*THE TASK*
Copy the lines below exactly, starting at the one with "Keypoint placement rule: for each instance of the tree line, put" and ending at the one with "target | street lamp head", and leave out any picture.

*INPUT RECORDS*
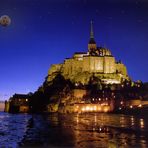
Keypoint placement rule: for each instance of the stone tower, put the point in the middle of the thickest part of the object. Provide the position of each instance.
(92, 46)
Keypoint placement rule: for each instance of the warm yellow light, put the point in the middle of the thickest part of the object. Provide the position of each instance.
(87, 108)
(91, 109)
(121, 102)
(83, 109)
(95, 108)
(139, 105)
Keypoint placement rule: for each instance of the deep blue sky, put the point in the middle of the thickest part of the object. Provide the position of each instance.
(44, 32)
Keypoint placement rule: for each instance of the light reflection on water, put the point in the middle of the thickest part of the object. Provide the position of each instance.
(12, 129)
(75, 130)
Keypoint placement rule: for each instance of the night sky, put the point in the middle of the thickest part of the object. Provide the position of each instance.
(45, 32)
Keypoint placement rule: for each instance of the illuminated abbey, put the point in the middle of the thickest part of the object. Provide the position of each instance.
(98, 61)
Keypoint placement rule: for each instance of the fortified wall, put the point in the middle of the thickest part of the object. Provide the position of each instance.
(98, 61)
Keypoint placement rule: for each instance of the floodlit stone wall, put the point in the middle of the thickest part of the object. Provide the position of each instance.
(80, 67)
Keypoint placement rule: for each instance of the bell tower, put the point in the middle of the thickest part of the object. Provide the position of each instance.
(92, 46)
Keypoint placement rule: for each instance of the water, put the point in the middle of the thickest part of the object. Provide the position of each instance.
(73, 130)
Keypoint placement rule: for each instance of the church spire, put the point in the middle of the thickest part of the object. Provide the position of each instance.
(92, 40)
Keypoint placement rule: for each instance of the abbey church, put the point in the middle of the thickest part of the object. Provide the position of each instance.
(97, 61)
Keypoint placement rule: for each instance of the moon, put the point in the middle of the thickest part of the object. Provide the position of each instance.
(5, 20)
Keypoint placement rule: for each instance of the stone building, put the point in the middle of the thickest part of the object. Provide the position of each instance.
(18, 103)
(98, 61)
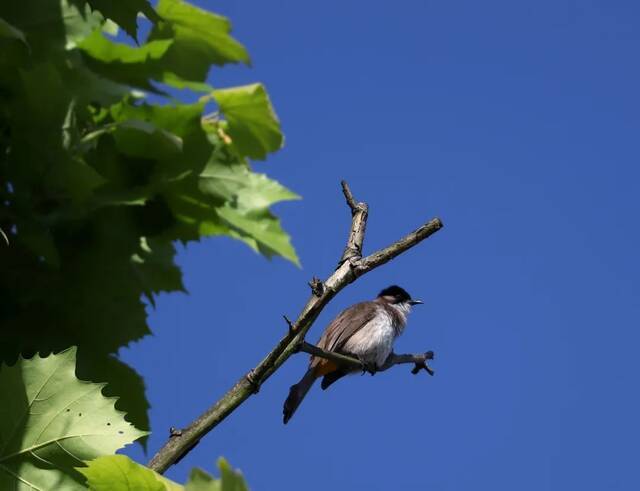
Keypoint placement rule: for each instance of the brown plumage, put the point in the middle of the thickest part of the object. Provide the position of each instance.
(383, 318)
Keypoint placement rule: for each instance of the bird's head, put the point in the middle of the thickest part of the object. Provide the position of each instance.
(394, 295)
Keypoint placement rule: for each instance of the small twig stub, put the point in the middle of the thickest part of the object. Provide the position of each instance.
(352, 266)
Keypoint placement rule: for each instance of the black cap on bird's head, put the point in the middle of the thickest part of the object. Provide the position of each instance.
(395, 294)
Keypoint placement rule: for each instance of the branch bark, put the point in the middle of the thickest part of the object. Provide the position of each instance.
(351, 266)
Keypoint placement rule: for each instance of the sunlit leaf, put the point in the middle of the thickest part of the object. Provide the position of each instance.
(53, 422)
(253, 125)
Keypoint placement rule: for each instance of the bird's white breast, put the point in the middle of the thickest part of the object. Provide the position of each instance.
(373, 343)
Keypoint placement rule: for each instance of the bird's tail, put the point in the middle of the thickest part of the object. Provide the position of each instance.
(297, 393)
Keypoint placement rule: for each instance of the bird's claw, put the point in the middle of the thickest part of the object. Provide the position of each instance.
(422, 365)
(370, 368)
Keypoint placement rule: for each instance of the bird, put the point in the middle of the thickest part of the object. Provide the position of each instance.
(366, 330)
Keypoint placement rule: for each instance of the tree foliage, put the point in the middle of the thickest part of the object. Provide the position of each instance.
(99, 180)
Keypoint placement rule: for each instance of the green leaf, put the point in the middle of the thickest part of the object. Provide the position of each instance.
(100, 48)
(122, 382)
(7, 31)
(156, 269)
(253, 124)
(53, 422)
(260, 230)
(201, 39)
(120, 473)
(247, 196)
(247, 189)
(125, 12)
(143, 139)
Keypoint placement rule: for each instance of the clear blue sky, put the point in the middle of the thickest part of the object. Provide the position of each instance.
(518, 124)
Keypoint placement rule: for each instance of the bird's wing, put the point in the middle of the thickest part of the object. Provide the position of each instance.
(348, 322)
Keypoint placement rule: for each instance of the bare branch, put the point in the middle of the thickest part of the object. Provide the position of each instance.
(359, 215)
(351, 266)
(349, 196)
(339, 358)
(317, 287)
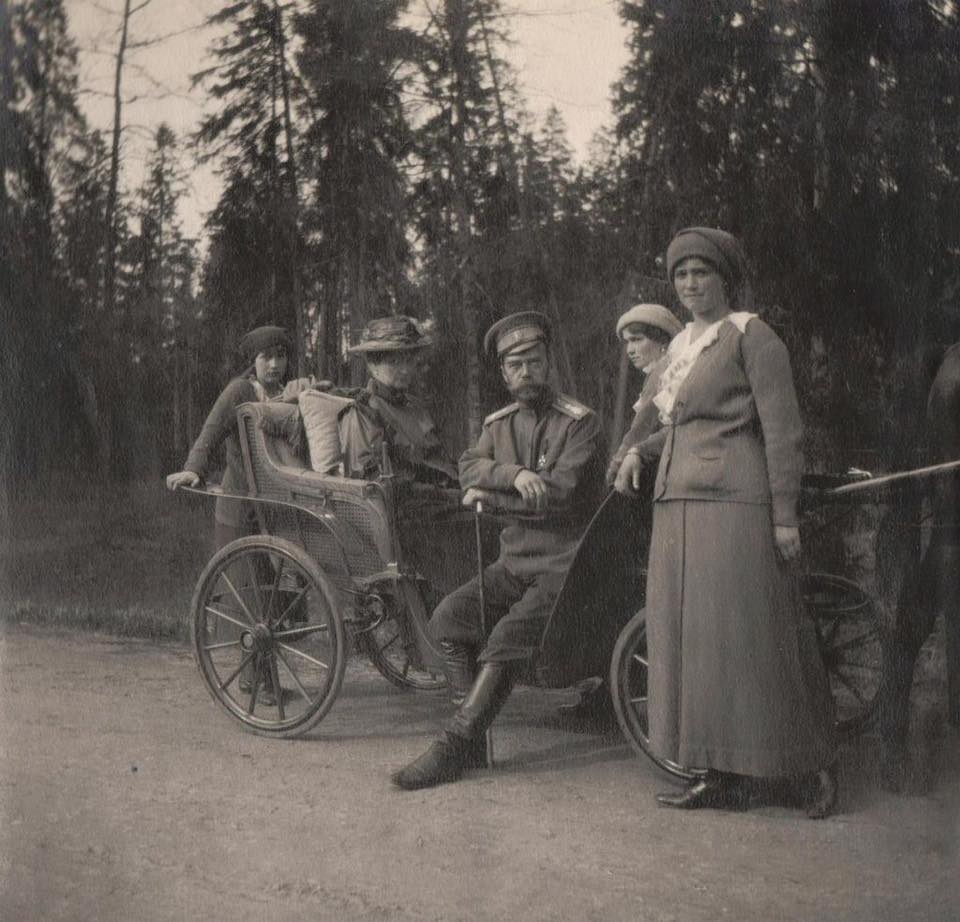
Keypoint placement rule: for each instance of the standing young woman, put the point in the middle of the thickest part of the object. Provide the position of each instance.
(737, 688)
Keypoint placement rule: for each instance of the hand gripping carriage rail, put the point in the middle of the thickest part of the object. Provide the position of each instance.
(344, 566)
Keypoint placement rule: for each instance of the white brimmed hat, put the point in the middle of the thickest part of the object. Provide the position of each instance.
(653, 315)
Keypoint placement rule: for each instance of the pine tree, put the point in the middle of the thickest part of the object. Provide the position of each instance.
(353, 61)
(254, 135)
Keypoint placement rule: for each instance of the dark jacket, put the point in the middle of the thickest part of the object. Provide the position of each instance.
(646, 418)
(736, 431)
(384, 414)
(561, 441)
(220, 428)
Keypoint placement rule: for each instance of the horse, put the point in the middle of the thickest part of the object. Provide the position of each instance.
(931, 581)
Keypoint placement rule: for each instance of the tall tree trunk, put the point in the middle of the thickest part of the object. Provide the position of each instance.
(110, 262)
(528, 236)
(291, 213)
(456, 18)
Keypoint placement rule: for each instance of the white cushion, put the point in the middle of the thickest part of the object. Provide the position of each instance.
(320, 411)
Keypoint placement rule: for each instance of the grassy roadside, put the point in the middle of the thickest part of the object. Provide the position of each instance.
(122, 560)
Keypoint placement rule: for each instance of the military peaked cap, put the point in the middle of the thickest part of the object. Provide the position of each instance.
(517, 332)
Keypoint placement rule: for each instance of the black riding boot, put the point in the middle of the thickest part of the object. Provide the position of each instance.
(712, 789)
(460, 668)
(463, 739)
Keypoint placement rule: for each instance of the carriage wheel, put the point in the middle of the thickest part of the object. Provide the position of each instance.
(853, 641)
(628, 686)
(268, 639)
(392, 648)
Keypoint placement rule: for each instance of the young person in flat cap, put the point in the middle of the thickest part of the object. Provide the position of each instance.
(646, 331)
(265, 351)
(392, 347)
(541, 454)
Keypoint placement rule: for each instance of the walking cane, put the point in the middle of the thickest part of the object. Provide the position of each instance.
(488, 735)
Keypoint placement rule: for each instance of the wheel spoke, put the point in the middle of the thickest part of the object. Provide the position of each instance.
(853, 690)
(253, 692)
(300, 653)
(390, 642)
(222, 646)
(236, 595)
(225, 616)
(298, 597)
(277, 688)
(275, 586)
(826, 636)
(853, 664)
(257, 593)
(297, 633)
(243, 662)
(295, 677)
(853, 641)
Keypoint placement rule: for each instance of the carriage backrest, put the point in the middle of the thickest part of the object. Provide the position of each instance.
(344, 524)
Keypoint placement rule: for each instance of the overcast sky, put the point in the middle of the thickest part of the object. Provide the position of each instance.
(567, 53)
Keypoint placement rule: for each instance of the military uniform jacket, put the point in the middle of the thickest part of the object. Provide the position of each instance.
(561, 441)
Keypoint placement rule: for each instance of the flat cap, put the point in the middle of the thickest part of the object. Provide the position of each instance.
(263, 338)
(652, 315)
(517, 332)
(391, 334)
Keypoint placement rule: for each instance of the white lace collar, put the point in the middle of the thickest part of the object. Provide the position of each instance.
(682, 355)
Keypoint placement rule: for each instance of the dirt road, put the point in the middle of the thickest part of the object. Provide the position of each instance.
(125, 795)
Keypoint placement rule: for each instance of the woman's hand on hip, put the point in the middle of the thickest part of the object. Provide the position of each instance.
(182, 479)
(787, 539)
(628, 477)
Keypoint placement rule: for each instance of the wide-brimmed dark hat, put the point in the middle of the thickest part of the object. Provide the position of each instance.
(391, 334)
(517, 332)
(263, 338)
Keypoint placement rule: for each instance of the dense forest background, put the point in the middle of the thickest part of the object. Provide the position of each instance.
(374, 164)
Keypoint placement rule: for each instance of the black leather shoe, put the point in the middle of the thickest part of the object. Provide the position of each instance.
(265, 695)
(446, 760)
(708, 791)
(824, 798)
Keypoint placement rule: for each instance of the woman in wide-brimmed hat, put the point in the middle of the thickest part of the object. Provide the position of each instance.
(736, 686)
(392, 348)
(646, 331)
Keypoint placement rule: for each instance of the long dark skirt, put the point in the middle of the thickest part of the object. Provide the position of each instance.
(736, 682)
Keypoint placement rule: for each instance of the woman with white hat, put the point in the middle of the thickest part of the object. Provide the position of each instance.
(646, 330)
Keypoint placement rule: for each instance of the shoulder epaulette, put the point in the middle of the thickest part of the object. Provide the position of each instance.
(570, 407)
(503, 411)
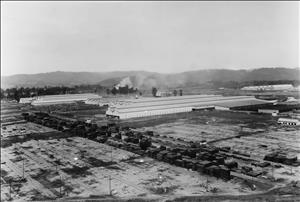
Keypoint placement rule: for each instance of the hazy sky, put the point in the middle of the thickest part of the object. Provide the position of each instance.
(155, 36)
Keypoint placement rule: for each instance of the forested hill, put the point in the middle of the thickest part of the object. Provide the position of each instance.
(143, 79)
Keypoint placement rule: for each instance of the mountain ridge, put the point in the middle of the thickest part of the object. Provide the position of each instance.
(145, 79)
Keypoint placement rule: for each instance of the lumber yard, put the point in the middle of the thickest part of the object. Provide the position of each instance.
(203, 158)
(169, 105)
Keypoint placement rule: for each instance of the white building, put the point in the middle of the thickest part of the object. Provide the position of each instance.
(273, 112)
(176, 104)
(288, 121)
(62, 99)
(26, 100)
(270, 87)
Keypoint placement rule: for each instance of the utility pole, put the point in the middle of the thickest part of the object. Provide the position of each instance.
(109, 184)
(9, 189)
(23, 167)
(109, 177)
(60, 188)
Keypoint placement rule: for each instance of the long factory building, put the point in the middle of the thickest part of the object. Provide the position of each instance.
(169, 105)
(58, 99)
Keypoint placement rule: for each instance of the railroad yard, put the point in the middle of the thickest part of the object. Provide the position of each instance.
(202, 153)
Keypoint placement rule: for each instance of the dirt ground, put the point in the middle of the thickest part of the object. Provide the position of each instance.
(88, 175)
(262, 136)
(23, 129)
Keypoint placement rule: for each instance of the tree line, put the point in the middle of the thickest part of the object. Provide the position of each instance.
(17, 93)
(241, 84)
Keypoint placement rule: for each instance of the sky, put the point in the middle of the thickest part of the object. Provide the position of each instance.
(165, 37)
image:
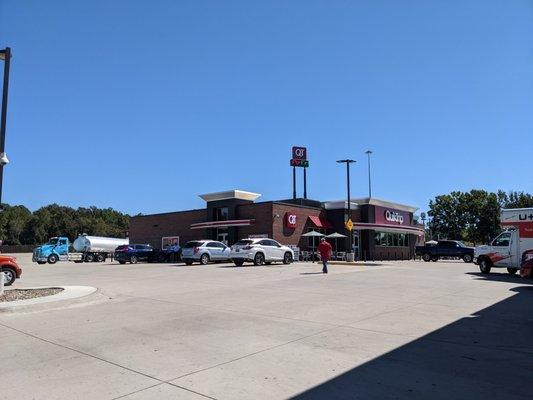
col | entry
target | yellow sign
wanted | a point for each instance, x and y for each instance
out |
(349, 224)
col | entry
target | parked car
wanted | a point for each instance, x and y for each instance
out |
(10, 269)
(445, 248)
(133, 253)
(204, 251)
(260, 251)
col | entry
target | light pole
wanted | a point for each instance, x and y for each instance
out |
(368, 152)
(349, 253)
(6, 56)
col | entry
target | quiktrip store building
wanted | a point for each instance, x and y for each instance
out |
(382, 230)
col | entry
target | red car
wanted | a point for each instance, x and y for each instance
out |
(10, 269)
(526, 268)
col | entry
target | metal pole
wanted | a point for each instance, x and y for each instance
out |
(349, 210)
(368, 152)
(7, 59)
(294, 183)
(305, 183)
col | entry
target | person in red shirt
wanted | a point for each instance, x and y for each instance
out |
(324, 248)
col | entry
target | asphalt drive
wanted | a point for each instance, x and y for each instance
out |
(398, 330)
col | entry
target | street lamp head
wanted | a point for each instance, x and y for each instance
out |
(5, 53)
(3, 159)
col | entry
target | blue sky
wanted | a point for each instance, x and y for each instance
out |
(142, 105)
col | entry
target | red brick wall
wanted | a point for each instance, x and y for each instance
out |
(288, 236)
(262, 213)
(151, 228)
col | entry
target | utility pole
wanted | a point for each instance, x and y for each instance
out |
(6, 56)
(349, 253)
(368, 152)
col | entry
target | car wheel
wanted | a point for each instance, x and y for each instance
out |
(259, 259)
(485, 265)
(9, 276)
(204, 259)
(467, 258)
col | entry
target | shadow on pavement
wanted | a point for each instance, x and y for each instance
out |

*ANSWER TO THIS TASK*
Keypoint placement rule: for each instance of the tree line, put the point in the middle of the thickest part of the object. Provide the position of each instance.
(17, 93)
(241, 84)
Keypoint placement rule: for each instance of the sky, put the point in the middle of the thickest part of the object. Provide the position of each instance.
(165, 37)
image:
col | entry
target | yellow sign
wanted | a point for each instance, x and y for each instance
out |
(349, 224)
col | entry
target | parked car
wanted | a point for each instance, x and y for each instance
out |
(10, 269)
(445, 248)
(133, 253)
(204, 251)
(260, 251)
col | entry
target | light pole
wanted | a point for each instance, x and y for each instance
out |
(368, 152)
(349, 253)
(6, 56)
col | entry
target | quiktrip store building
wanted | a point for each instance, x and y for each instance
out |
(382, 230)
col | entry
target | red car
wanted | a point for each instance, x and y for each instance
out |
(10, 269)
(526, 268)
col | entry
target | metal pole
wanted | a point for each instance, x and y for each instance
out |
(349, 210)
(368, 152)
(7, 59)
(294, 183)
(305, 183)
col | entry
target | person in red shirt
wanted | a point for each instance, x and y for each instance
out |
(324, 248)
col | entry
target | asphalt drive
wanted | a point for each instance, x and y for each instance
out |
(398, 330)
col | entry
target | street lamp head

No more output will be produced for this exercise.